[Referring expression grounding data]
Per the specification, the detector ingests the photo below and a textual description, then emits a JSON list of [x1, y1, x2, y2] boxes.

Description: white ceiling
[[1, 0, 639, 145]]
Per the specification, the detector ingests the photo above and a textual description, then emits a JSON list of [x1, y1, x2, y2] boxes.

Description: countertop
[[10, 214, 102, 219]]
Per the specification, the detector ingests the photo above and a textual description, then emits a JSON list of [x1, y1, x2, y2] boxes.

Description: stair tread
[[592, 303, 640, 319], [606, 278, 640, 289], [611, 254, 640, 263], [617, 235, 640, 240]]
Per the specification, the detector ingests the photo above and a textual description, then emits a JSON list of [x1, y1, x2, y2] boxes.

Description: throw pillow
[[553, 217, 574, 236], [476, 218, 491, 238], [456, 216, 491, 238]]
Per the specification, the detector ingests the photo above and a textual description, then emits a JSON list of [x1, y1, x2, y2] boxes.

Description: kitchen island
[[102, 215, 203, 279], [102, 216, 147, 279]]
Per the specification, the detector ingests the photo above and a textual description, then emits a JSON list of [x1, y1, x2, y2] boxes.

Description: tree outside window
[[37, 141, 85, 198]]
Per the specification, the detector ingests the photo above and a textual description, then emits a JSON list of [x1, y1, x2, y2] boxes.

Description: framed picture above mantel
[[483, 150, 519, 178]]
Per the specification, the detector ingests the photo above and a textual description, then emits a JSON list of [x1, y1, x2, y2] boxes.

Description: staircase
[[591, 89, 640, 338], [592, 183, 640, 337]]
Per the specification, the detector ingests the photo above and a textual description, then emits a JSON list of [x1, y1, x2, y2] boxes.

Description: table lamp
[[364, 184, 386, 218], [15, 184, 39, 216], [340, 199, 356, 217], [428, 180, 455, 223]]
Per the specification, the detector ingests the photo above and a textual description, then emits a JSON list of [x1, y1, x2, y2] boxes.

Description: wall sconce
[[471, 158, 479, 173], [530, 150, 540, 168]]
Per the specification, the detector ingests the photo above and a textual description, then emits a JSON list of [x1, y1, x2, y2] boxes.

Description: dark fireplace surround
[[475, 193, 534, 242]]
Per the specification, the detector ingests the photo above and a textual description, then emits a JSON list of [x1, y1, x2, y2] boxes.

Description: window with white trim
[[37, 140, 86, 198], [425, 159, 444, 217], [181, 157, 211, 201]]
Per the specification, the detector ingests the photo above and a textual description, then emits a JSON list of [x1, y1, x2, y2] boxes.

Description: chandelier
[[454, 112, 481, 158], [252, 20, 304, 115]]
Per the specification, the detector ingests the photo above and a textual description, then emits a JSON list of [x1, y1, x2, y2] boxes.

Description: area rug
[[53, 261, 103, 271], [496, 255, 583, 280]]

- _Task brief_: Write out, word for word, every line from the one containing "Description: wall sconce" through the last line of the records above.

- _Task response_:
Description: wall sconce
[[471, 158, 479, 173], [530, 150, 540, 168]]
Per the specification, the detector ingests the photo above and a textual description, then emits a JSON list of [x1, y1, x2, y2] boxes.

Description: dark fireplace surround
[[475, 193, 534, 242]]
Per the specification, the detector ingests the photo above and a textual description, then emits a JSON list of [x1, y1, x2, y2] boxes.

Description: window with white trim
[[37, 140, 86, 198], [425, 159, 444, 217], [181, 157, 211, 201]]
Per the specification, the detector ingests the photo above and a textual description, then emits a JSON list of [x1, y1, x2, y2] boxes.

Description: chandelier
[[454, 112, 481, 158], [252, 20, 304, 115]]
Per the specification, the detector ingests the photo above and a textual description, then emits a JSON list of [x1, y1, x2, y2] boxes.

Description: area rug
[[53, 261, 103, 271], [496, 255, 583, 280]]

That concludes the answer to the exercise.